[Saved entries]
+--
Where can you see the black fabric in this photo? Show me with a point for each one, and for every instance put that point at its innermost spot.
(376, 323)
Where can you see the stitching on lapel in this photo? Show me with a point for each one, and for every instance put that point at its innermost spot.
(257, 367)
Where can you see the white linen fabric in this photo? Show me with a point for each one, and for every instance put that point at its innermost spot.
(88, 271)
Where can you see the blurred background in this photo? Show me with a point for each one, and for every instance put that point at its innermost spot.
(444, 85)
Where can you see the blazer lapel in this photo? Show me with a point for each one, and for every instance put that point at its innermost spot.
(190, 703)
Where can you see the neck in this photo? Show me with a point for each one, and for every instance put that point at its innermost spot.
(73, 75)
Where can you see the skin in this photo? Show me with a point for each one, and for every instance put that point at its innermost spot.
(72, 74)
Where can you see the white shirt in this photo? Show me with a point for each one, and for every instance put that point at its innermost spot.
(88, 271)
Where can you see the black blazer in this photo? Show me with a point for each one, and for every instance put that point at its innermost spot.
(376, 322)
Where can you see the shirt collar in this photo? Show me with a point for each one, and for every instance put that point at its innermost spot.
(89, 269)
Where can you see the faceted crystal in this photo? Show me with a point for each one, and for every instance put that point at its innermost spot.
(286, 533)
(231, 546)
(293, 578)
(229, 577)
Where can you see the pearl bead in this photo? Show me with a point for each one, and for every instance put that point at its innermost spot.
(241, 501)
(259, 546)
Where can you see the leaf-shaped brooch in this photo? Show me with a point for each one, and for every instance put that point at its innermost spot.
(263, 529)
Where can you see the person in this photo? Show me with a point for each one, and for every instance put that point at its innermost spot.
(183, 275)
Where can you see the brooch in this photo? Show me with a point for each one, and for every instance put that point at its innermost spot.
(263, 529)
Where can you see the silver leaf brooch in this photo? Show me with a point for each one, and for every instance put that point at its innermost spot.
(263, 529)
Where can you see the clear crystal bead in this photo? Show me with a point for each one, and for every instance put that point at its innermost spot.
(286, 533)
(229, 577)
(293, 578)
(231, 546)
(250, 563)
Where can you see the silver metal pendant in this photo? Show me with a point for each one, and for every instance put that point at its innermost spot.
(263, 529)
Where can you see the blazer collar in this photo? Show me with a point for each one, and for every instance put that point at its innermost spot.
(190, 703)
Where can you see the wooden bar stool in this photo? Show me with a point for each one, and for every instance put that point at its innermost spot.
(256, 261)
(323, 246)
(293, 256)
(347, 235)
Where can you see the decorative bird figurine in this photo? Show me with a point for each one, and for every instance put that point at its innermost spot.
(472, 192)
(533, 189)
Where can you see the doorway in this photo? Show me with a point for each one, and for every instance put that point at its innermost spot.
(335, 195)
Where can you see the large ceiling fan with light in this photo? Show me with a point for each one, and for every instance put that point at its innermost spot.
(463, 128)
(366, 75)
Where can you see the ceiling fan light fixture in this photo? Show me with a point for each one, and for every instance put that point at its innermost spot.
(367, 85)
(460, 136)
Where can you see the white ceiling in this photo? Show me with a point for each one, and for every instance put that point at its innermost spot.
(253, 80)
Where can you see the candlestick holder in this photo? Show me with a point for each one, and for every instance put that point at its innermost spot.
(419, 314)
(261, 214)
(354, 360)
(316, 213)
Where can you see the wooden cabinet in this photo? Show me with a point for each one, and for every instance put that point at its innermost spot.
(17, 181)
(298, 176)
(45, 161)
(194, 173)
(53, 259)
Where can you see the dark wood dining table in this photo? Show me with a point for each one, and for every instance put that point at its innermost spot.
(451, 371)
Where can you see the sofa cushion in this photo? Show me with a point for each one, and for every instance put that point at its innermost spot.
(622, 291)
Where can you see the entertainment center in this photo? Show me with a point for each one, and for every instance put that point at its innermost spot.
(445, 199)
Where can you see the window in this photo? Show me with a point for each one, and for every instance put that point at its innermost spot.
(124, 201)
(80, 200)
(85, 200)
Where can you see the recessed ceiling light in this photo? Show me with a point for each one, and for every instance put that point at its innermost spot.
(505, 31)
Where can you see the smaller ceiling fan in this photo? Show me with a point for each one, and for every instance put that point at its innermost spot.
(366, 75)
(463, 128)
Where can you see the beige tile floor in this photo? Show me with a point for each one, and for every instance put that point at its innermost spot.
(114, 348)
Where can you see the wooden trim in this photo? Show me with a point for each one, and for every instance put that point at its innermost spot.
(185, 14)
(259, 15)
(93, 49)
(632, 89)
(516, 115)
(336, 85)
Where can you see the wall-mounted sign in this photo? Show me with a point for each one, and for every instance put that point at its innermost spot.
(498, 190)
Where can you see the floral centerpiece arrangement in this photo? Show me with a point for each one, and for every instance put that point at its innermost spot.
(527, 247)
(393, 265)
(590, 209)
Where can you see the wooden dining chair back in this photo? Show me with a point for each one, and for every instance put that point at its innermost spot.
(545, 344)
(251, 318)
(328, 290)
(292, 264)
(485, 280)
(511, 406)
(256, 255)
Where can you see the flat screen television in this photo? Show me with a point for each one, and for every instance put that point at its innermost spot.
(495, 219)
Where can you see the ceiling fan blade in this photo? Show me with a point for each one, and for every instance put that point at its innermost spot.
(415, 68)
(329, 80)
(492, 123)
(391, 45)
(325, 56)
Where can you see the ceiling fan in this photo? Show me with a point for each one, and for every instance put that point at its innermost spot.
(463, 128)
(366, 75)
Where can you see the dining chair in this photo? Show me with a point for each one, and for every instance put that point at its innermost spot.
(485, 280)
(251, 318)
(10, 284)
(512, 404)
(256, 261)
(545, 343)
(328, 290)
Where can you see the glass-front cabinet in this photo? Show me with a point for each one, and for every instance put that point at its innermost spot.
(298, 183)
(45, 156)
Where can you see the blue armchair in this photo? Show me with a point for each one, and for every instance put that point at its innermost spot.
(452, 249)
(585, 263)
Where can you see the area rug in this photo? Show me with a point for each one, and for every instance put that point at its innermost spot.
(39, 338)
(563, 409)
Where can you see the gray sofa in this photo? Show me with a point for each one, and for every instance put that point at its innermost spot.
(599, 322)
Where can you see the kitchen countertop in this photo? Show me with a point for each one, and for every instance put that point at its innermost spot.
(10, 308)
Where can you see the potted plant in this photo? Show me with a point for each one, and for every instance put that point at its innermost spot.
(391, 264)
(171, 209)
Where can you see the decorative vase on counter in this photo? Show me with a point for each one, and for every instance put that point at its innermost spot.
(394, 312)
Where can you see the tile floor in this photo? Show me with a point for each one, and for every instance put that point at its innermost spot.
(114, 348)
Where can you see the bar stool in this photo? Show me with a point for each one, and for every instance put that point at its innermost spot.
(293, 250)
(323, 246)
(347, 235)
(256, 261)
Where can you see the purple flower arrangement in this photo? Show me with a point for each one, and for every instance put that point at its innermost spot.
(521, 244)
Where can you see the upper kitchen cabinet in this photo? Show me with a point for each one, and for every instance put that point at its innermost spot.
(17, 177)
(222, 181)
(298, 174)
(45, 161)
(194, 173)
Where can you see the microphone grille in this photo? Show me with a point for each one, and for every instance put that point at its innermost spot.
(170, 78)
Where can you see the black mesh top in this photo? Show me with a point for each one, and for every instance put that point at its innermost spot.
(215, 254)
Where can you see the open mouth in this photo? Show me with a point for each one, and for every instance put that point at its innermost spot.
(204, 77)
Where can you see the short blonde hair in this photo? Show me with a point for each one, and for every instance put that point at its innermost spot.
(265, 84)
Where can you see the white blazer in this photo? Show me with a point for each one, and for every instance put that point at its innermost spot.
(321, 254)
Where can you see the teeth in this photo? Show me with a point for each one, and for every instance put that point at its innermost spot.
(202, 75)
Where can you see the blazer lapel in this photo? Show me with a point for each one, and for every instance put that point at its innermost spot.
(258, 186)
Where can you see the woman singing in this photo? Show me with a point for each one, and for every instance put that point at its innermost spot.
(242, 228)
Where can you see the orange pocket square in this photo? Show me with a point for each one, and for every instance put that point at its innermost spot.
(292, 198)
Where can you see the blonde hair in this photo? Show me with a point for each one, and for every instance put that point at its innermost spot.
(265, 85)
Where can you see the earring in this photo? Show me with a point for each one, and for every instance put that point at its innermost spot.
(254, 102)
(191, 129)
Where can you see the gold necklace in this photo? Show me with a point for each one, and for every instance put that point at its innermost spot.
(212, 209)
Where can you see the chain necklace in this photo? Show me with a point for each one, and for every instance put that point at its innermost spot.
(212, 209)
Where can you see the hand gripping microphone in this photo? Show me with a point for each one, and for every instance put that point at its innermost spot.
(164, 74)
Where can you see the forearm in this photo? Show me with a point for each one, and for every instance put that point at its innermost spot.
+--
**YOUR OBJECTIVE:** The answer must be the line containing "Where can you see the orange" and every line after it to the end of the data, exactly as written.

**FINAL ANSWER:**
Where can you see the orange pocket square in this photo? Show me with a point for each one, and for every instance put that point at its innermost spot.
(292, 198)
Where can you see the blonde hair in this photo? Show me with a point for each one, and for every instance put that point at its innermost spot.
(265, 85)
Where can you see the earring in this photo? Show me with a point for each one, and for every instance put that point at its innermost spot.
(254, 102)
(191, 129)
Where can you see the gold necklace in this photo? Show me with a point for each one, and for every instance put that point at its innermost spot.
(212, 209)
Where can you see the chain necklace in this photo? Show me with a point for each one, and for every instance put that point at its innermost spot.
(212, 209)
Where can you see the hand gripping microphone in this photo? Show me with a point for each one, and for every instance put that point at its innermost spot.
(164, 74)
Where can you see the forearm in this photo? Show me with a point for each one, and for every instance put that point at its innermost spot.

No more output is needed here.